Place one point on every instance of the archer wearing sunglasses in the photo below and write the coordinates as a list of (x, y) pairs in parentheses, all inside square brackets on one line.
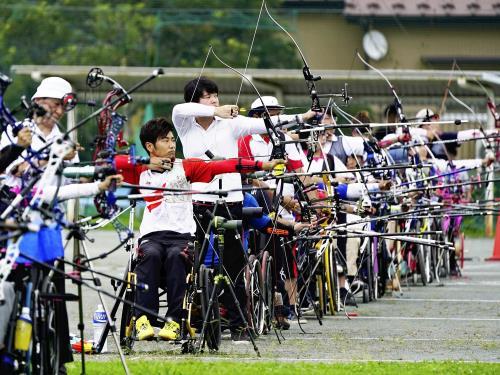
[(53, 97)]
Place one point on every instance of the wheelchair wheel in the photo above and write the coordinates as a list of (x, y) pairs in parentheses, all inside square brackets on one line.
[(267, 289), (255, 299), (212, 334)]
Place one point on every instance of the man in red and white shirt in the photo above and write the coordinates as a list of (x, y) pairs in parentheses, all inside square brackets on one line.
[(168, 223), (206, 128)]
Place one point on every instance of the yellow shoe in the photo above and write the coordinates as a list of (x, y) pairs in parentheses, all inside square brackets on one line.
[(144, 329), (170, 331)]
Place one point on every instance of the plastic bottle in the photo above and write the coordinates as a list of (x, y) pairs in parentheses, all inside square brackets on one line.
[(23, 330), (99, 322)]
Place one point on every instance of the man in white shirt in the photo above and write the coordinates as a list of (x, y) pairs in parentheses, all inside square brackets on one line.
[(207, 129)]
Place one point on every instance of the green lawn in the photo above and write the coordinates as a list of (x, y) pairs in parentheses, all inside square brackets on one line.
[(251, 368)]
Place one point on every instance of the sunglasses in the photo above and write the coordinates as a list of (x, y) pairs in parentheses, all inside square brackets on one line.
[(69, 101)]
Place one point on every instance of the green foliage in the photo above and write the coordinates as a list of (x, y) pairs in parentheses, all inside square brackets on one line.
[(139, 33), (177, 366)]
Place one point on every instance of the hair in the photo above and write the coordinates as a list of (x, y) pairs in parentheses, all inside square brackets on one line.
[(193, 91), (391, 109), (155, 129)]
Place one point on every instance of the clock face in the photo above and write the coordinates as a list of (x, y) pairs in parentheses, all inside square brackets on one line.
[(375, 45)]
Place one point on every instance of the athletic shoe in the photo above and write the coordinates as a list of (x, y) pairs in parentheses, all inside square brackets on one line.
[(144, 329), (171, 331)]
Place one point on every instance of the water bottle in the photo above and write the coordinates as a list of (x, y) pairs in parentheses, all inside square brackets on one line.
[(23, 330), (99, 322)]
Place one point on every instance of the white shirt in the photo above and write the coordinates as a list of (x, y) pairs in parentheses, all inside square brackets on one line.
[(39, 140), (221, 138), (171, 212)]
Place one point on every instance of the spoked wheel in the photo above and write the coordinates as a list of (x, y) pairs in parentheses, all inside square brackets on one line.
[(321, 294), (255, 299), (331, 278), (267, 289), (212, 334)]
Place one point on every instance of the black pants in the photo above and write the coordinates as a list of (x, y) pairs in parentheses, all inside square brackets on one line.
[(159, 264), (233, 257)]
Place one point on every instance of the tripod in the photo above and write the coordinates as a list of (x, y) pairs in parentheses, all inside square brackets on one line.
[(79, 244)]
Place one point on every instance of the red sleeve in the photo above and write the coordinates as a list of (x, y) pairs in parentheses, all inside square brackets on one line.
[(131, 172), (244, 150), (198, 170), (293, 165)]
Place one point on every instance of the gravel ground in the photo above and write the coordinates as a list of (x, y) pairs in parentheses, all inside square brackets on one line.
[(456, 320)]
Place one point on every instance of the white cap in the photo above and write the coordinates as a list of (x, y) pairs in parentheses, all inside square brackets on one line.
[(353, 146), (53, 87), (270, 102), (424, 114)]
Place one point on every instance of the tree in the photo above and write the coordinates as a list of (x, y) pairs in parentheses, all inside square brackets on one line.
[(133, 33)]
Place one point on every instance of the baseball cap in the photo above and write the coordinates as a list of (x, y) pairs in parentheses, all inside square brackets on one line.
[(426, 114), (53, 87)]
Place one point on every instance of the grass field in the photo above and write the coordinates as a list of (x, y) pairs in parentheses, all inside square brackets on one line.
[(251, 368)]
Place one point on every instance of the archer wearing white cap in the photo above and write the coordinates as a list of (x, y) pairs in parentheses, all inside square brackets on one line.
◆ ◆ ◆
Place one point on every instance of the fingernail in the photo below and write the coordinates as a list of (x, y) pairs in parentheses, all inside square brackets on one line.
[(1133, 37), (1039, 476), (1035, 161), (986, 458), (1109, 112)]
◆ ◆ ◆
▸ YOUR TASK: Copy the material word for word, starting with the line that contains "Place one point on every instance of the clock" and going on through the line that contains "[(79, 244)]", with both of those lines included.

▸ COMPLETE OUTPUT:
Place one point on every instance of the clock face in the photo above and write the coordinates as a list of (x, y) pairs in parentheses, all inside square brackets on one line.
[(375, 45)]
Place one point on every instance of the athletic shoe in the photo above and write the coordinates as a list of (x, y) pairs in parentheses, all inside square brackets on one line.
[(144, 329), (171, 331)]
Place one point on every instance of the water bottle in the photo above and write the coordinates as a list of (x, y) pairs in parentheses, all inside square brackets on one line.
[(23, 330), (99, 322)]
Place one point on every instance of the white shirt in the photo above and write the coordinates as a list of (x, y) pairs in parentheses, all inside square brackets on one line.
[(39, 140), (221, 138), (171, 212)]
Place one point on every instance of the spoked wheel in the photo above and write the coordinates as a list of (x, y) pairs in parentheses, all inside square brackets on one line.
[(321, 294), (255, 299), (331, 278), (267, 289), (212, 334)]
Place one point on every instance of the black pants in the photo above and write the coordinates as a list of (x, y) pairs in parentheses, all inside square brackets on one line.
[(159, 264), (233, 257)]
Place one point on every instance of the tripod in the photo above and write the coordinates as a list of (x, y) pairs in parentheses, all inside square brackets on one line.
[(79, 244)]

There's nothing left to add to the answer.